### Given exercise
Reproduce the listing from its beginning through the line containing "97], [55, 97]]", inclusive, and swap every "jagged wood stub" for "splintered tree stump" while leaving everything else unchanged.

### Supplied material
——————————
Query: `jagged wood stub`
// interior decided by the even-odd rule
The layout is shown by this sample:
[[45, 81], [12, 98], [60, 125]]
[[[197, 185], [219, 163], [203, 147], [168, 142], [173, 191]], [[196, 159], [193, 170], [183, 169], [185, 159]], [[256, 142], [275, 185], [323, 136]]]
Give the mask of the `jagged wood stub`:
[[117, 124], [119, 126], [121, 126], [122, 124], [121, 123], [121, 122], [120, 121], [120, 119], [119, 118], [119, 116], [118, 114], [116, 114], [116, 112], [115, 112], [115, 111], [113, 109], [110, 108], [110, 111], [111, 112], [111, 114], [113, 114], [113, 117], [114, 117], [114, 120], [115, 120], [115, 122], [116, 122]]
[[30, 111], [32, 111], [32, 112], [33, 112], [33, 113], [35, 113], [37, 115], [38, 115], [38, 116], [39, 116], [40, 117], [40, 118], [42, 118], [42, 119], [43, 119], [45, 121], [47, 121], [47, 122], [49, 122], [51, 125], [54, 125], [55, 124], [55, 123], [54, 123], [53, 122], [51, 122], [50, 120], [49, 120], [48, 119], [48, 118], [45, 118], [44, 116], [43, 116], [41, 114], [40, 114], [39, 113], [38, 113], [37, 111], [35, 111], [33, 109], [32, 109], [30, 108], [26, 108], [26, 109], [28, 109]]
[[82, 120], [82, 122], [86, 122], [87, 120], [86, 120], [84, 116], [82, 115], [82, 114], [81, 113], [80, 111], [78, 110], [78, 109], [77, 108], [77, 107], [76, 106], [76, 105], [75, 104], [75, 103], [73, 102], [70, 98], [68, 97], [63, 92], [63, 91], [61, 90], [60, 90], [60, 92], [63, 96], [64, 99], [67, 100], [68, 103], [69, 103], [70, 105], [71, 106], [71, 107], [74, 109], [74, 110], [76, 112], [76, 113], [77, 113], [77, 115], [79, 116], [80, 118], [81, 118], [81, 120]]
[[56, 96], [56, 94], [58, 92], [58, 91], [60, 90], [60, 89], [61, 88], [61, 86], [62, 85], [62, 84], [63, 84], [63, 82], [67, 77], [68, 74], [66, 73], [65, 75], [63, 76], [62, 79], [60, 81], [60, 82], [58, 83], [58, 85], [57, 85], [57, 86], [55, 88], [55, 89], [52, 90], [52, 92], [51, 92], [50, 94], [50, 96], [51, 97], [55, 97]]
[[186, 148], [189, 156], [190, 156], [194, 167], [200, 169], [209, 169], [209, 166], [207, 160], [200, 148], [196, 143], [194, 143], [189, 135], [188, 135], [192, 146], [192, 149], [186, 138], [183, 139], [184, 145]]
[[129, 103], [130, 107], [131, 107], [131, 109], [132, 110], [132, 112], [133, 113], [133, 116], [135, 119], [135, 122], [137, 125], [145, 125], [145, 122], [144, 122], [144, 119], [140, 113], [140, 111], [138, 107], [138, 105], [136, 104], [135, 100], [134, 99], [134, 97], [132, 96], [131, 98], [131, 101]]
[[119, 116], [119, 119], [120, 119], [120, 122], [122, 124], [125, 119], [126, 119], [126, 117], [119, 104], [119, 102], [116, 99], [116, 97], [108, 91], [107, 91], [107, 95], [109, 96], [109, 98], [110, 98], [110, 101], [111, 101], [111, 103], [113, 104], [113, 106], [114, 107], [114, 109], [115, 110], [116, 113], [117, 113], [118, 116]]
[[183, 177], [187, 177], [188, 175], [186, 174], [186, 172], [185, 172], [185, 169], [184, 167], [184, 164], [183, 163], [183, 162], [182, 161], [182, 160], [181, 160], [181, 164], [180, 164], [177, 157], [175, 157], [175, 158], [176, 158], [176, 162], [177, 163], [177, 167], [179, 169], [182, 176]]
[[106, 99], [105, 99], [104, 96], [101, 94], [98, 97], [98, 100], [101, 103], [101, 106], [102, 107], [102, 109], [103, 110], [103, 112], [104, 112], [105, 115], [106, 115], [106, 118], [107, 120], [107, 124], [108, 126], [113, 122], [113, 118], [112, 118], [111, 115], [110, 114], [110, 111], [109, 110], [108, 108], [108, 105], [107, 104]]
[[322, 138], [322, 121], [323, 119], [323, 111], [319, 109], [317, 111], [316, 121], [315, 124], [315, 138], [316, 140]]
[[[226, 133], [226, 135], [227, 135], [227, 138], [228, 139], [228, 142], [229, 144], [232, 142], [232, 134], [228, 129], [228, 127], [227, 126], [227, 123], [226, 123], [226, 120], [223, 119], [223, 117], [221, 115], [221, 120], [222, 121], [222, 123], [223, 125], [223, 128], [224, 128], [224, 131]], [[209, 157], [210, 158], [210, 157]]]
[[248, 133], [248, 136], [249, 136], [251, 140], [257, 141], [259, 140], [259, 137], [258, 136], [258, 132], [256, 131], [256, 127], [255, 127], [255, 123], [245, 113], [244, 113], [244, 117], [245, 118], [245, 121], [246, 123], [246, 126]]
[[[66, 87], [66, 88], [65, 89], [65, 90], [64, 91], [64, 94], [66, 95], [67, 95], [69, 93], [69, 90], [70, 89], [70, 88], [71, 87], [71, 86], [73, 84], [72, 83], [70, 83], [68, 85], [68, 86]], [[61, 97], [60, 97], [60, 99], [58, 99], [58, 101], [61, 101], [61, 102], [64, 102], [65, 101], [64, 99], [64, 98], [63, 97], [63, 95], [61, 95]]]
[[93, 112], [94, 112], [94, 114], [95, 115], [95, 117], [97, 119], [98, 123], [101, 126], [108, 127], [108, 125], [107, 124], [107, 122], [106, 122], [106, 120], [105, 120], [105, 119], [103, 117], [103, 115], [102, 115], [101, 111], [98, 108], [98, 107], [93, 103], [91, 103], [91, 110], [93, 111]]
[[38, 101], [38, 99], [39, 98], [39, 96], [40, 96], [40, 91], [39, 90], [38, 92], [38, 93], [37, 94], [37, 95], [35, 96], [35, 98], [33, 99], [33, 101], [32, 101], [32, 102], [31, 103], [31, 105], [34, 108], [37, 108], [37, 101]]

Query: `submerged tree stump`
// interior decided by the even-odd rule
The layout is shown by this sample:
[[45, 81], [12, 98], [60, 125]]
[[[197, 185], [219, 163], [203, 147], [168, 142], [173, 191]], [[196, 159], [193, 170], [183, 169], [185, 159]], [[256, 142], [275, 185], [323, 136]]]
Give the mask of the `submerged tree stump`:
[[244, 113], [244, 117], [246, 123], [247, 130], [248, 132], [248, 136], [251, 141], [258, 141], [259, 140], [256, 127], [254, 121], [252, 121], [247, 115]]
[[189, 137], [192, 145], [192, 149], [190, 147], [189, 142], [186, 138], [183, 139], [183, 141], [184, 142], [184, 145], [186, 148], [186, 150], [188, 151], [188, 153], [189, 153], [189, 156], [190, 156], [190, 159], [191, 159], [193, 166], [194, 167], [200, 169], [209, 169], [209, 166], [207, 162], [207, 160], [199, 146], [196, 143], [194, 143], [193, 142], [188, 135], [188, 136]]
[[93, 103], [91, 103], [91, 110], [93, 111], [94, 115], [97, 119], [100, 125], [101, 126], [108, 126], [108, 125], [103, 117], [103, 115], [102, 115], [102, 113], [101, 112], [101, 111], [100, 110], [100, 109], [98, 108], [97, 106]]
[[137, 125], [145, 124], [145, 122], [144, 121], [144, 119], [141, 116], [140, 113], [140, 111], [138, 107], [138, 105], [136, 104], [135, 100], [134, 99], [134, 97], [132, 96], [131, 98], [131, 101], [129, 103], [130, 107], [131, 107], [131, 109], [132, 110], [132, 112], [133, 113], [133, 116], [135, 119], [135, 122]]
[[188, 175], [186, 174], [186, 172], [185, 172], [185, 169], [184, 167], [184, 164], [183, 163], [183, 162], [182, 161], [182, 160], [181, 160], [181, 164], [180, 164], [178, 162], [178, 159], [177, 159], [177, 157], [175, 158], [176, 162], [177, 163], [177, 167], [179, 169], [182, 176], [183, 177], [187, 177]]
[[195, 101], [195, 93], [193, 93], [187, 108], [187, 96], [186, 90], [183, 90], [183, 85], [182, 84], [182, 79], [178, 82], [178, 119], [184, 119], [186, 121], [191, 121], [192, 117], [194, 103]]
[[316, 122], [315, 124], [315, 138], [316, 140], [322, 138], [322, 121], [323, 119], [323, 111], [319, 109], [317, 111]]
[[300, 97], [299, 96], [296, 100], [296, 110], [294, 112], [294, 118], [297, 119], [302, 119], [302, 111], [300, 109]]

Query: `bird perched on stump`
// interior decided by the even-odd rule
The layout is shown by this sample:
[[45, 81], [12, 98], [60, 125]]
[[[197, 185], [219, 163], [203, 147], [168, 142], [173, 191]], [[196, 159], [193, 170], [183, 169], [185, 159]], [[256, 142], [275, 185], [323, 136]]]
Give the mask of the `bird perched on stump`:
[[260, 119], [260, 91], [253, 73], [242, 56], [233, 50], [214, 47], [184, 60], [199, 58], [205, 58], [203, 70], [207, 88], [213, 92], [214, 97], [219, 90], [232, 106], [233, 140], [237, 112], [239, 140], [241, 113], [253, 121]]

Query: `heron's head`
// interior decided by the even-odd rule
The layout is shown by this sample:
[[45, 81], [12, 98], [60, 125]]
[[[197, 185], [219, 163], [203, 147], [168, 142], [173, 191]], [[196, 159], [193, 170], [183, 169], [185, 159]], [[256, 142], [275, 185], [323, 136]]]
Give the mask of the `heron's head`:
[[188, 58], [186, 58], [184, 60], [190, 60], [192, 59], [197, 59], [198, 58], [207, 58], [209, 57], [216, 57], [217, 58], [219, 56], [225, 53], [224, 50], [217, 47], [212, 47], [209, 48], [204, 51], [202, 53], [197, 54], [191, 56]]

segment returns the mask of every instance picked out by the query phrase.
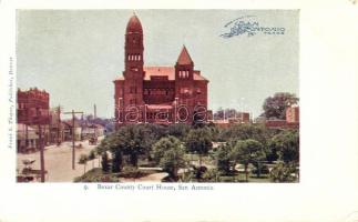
——————————
### Response
Query: `splintered tree stump`
// interior decided by the even-odd rule
The layout is shown by this sample:
[[45, 81], [12, 98], [60, 125]]
[[[197, 185], [219, 163], [203, 147], [168, 142], [173, 191]], [[196, 159], [193, 170], [183, 169], [185, 159]], [[256, 142], [275, 185], [323, 136]]]
Give the mask of the `splintered tree stump`:
[[117, 124], [119, 126], [121, 126], [122, 124], [121, 123], [121, 122], [120, 121], [120, 119], [119, 118], [119, 116], [118, 114], [116, 114], [116, 112], [115, 112], [115, 111], [113, 109], [110, 108], [110, 111], [111, 112], [111, 114], [113, 114], [113, 117], [114, 117], [114, 120], [115, 120], [115, 122], [116, 122]]
[[30, 111], [32, 111], [32, 112], [33, 112], [33, 113], [35, 113], [37, 115], [38, 115], [38, 116], [39, 116], [40, 117], [40, 118], [42, 118], [42, 119], [43, 119], [45, 121], [47, 121], [47, 122], [49, 122], [51, 125], [54, 125], [55, 124], [55, 123], [54, 123], [53, 122], [51, 122], [50, 120], [49, 120], [48, 119], [48, 118], [45, 118], [44, 116], [43, 116], [41, 114], [40, 114], [39, 113], [38, 113], [37, 111], [35, 111], [33, 109], [32, 109], [30, 108], [26, 108], [26, 109], [28, 109]]
[[82, 120], [82, 122], [86, 122], [87, 120], [86, 120], [84, 116], [82, 115], [82, 114], [81, 113], [80, 111], [78, 110], [78, 109], [77, 108], [77, 107], [76, 106], [76, 105], [75, 104], [75, 103], [73, 102], [70, 98], [68, 97], [63, 92], [63, 91], [61, 90], [60, 90], [60, 92], [63, 96], [64, 99], [67, 100], [68, 103], [69, 103], [70, 105], [71, 106], [71, 107], [74, 109], [74, 110], [76, 112], [76, 113], [77, 113], [77, 115], [79, 116], [80, 118], [81, 118], [81, 120]]
[[56, 96], [56, 94], [58, 92], [58, 91], [60, 90], [60, 89], [61, 88], [61, 86], [62, 85], [62, 84], [63, 84], [63, 82], [67, 77], [68, 74], [66, 73], [65, 75], [63, 76], [62, 79], [60, 81], [60, 82], [58, 83], [58, 85], [57, 85], [57, 86], [55, 88], [55, 89], [52, 90], [52, 92], [51, 92], [50, 94], [50, 96], [51, 97], [55, 97]]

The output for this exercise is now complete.